**The problem**
Print the line that contains "Task: Where can the hanging" and every line after it through the last line of the records below, exactly as written and nothing else.

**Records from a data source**

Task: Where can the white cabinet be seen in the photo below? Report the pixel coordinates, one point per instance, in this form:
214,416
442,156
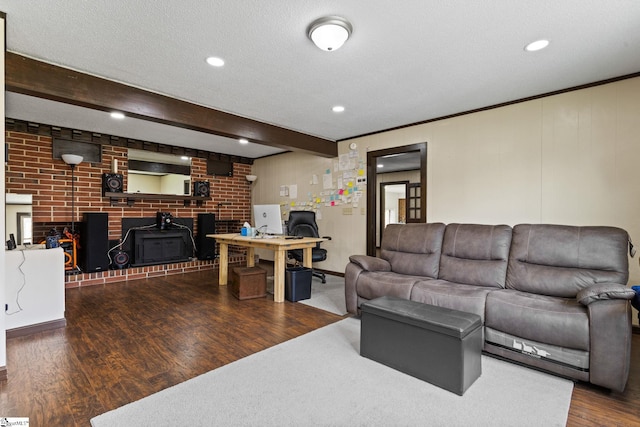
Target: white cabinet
34,287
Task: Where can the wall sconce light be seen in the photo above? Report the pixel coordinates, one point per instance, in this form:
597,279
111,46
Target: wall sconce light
330,32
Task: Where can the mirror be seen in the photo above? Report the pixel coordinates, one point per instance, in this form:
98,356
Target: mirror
158,173
18,210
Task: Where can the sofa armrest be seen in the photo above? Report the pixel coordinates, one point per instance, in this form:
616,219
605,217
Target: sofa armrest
604,291
370,263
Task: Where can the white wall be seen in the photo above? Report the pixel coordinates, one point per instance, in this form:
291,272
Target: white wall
569,159
3,341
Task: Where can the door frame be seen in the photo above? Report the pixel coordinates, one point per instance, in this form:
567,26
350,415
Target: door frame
372,187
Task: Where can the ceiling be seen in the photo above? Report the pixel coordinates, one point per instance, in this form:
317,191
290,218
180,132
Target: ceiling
406,61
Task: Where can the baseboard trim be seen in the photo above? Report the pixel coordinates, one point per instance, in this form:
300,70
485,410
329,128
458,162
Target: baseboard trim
34,329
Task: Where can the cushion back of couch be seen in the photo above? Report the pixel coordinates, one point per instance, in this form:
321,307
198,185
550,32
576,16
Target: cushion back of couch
560,260
413,248
475,254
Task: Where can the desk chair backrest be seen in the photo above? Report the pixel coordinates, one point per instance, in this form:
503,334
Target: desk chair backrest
302,223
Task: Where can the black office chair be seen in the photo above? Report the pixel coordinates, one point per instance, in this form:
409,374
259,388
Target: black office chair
303,223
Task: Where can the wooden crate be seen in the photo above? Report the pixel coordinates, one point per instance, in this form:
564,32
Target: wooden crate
248,282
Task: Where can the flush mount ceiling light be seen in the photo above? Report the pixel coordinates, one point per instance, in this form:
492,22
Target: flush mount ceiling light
536,45
214,61
329,32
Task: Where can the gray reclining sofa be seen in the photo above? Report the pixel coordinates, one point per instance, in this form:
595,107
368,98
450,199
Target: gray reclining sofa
552,297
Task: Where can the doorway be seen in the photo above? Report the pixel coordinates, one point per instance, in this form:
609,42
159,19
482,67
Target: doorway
388,163
393,206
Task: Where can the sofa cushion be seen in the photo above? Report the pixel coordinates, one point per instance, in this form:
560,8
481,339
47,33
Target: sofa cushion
455,296
413,248
475,254
562,322
377,284
559,260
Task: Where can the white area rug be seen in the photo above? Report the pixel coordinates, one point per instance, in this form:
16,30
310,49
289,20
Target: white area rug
320,379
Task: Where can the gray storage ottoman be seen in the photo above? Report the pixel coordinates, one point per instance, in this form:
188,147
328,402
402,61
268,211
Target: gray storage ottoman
435,344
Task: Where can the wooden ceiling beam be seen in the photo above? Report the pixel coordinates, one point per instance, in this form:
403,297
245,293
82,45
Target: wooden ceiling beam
36,78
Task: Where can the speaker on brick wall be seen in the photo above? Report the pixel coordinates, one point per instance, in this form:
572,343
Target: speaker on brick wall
94,242
206,245
112,183
201,188
120,260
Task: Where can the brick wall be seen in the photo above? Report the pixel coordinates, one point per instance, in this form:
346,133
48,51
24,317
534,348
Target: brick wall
31,169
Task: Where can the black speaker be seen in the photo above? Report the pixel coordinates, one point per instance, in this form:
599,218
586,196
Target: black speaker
112,183
201,188
206,245
94,242
120,260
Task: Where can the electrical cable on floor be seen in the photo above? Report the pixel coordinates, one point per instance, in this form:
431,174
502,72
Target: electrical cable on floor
24,283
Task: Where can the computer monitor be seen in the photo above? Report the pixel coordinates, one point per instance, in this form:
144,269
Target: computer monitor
267,219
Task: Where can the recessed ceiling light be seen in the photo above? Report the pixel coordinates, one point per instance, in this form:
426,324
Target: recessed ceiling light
214,61
536,45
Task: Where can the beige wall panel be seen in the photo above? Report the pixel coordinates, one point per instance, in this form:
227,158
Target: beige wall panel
485,167
571,159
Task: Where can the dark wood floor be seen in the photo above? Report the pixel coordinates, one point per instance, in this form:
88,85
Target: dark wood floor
129,340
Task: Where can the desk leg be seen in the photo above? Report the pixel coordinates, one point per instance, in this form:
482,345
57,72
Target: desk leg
278,275
223,264
307,257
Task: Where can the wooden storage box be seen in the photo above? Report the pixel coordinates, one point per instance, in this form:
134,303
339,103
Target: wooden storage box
248,282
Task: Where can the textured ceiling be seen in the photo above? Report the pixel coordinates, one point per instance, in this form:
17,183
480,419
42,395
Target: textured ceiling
406,61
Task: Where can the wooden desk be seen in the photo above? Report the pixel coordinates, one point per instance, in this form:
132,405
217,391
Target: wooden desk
278,245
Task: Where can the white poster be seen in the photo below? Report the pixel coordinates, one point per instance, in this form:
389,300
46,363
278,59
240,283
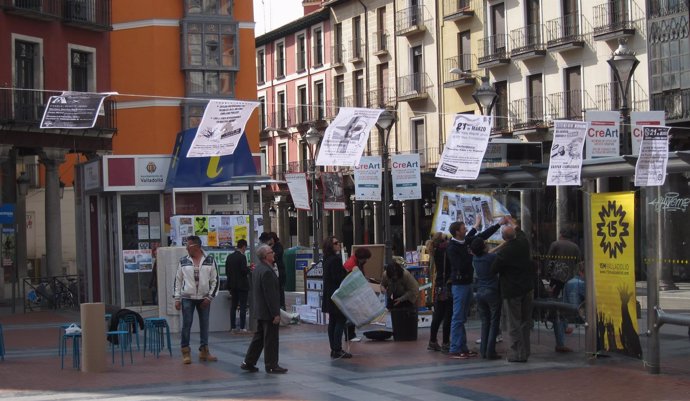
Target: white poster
297,184
650,169
368,179
406,177
465,207
639,119
345,138
465,148
603,134
221,128
565,164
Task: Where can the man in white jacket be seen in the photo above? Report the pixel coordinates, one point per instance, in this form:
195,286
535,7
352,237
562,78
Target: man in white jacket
196,284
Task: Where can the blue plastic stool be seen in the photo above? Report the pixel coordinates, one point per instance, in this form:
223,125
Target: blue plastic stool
76,359
156,330
123,341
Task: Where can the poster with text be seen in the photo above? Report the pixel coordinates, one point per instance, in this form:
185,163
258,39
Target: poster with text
297,185
613,245
464,151
406,177
221,128
650,169
368,179
565,164
603,134
639,119
346,136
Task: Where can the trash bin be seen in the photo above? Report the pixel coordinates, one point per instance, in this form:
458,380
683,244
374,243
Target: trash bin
404,322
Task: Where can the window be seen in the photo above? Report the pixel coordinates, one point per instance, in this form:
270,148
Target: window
318,47
261,67
301,53
208,7
280,60
209,46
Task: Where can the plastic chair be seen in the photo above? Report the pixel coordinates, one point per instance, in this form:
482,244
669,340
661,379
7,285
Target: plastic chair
156,330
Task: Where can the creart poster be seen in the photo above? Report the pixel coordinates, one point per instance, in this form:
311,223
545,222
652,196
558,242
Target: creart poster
613,245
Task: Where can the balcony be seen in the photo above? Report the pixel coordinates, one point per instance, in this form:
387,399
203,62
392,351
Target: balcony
337,56
381,98
413,87
565,33
380,41
21,112
528,113
356,51
527,42
612,20
410,21
458,10
465,63
676,104
493,51
569,105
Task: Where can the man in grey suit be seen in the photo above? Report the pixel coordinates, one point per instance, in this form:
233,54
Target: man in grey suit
266,303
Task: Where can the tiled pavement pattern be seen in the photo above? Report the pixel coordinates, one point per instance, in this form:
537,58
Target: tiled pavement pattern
379,370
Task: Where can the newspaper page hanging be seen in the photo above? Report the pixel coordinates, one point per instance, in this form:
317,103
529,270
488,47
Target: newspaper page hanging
333,193
73,110
297,185
346,137
565,164
603,134
221,128
368,179
406,177
465,148
639,119
650,169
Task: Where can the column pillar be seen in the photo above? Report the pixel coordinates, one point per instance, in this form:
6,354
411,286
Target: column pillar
52,158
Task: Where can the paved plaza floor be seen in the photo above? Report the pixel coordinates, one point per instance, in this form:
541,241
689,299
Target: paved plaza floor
378,371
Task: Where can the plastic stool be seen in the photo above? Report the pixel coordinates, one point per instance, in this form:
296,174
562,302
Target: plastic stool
156,330
122,340
76,337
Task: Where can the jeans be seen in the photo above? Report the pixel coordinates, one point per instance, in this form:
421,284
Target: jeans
239,297
188,306
462,296
489,307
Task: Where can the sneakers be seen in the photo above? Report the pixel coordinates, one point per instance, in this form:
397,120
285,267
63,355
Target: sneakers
433,346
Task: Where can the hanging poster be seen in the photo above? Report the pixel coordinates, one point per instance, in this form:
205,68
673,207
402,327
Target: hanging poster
346,136
465,207
613,244
462,156
368,179
406,177
603,137
650,169
333,193
639,119
221,128
297,185
565,164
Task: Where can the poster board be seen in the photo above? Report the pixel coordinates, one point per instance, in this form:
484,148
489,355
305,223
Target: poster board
374,267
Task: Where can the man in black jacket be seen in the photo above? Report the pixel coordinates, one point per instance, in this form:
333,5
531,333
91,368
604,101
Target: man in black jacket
237,272
462,275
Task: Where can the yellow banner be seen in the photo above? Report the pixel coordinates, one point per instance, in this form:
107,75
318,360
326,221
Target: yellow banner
613,237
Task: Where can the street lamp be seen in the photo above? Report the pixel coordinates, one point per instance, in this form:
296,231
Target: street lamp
485,96
313,138
623,63
385,122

**Reply to the exercise**
Task: Where can the hanging poster be seen in the photo above? Report the pixel coordinates, one point per instance, in this form:
205,68
673,207
402,327
Target: hanging poster
346,136
465,207
613,244
462,156
368,179
406,177
603,137
650,169
333,193
639,119
221,128
297,185
565,164
Task: Where can the poster board be seen in the photo above? Report the pixel coordinates, one point per instance, in this form:
484,148
489,355
305,223
Target: poster board
374,267
Task: Where can the man in black jacket be seen in the photo above? Report the pixel coordinates, one point per instance, in this form:
333,5
531,333
91,368
604,101
Target: man in black jacket
237,272
462,275
Task: Where can the yellow banner be seen in the photo above? Report the pixel coordinates, one point per instance, in this form:
107,75
318,360
326,221
Target: yellow banner
613,237
Task: Where can the street lamp be seen in the photo above? Report the pixel coordinates, one point per instance, in this form:
296,231
Target: street lamp
485,96
313,138
623,63
385,122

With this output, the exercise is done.